* START Input records *
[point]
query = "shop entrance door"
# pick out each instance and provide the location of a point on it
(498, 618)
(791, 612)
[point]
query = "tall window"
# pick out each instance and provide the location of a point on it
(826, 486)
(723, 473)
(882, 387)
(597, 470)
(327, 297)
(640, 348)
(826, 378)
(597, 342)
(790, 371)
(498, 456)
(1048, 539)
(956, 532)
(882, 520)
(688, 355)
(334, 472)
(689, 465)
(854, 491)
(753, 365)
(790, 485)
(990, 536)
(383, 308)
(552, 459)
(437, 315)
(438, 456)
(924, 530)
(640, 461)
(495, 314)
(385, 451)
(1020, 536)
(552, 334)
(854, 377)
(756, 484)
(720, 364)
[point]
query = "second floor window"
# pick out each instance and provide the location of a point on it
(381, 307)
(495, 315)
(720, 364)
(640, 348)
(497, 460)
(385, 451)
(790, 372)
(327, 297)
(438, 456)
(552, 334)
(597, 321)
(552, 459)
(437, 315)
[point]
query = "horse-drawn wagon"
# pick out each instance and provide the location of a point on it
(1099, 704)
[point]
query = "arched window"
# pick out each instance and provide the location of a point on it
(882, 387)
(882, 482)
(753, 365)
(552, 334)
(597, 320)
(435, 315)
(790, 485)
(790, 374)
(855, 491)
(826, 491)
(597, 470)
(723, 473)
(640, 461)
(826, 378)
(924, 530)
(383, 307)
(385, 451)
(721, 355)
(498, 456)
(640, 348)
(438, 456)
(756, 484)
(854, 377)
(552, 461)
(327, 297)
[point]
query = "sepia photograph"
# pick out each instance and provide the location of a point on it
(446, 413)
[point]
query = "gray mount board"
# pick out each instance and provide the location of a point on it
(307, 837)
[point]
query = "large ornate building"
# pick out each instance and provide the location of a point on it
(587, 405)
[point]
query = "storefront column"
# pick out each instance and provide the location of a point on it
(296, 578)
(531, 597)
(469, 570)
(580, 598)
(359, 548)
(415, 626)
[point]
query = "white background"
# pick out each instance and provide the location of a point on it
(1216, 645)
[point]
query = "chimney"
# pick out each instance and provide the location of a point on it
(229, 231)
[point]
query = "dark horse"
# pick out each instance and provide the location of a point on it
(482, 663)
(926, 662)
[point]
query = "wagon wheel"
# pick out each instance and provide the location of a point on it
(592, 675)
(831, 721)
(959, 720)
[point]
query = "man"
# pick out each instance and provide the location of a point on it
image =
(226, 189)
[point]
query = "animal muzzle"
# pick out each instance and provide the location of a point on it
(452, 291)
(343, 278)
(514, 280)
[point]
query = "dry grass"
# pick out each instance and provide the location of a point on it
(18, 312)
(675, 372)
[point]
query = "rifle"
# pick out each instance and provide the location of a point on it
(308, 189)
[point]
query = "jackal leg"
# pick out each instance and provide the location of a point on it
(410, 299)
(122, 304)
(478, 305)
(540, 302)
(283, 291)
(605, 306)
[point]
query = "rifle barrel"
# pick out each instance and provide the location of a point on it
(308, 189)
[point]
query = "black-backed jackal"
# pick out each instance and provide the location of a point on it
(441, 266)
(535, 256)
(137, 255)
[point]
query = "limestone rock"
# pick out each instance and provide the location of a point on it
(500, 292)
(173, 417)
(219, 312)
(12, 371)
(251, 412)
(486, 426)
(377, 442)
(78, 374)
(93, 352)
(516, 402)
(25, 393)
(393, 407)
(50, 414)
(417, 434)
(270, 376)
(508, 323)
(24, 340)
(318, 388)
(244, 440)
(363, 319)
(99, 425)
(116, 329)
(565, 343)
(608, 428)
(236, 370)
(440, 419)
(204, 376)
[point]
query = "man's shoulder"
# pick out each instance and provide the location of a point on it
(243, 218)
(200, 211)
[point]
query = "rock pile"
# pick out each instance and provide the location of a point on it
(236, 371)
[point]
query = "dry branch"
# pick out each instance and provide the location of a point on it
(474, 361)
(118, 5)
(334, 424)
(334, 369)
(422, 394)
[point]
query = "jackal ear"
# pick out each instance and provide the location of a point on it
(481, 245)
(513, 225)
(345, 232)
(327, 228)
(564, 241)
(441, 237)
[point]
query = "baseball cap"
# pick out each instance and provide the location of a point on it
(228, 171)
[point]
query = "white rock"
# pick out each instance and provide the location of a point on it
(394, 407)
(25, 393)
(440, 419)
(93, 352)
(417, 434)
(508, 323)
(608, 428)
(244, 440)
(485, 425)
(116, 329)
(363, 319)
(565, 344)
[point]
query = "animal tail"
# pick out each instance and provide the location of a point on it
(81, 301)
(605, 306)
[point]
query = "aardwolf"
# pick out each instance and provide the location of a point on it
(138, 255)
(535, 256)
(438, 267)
* END Input records *
→ **Set problem**: Can you print every line of the stored items, from the first one through the line containing "(1099, 704)" (both included), reproducing each precisely?

→ **Completed exercise**:
[point]
query = "shop entrance door"
# pick out each instance and provide the location of a point on it
(498, 618)
(791, 612)
[point]
query = "tall window"
# pick out each instance and provide the location of a point on it
(826, 486)
(723, 473)
(882, 387)
(597, 470)
(327, 297)
(640, 348)
(826, 378)
(597, 342)
(790, 371)
(498, 456)
(1048, 539)
(956, 532)
(882, 520)
(688, 355)
(334, 472)
(689, 465)
(854, 491)
(753, 365)
(790, 485)
(990, 536)
(383, 308)
(552, 459)
(437, 315)
(438, 456)
(924, 530)
(640, 461)
(495, 314)
(385, 451)
(1020, 536)
(552, 334)
(854, 377)
(756, 484)
(720, 364)
[point]
query = "second floor window"
# pick out each instance and provide the location of a point on it
(381, 307)
(495, 315)
(720, 364)
(640, 348)
(497, 460)
(385, 451)
(790, 372)
(327, 297)
(438, 456)
(552, 334)
(597, 321)
(552, 459)
(437, 315)
[point]
query = "horse-drawn wagon"
# pick out each instance and provide the location of a point on it
(1099, 704)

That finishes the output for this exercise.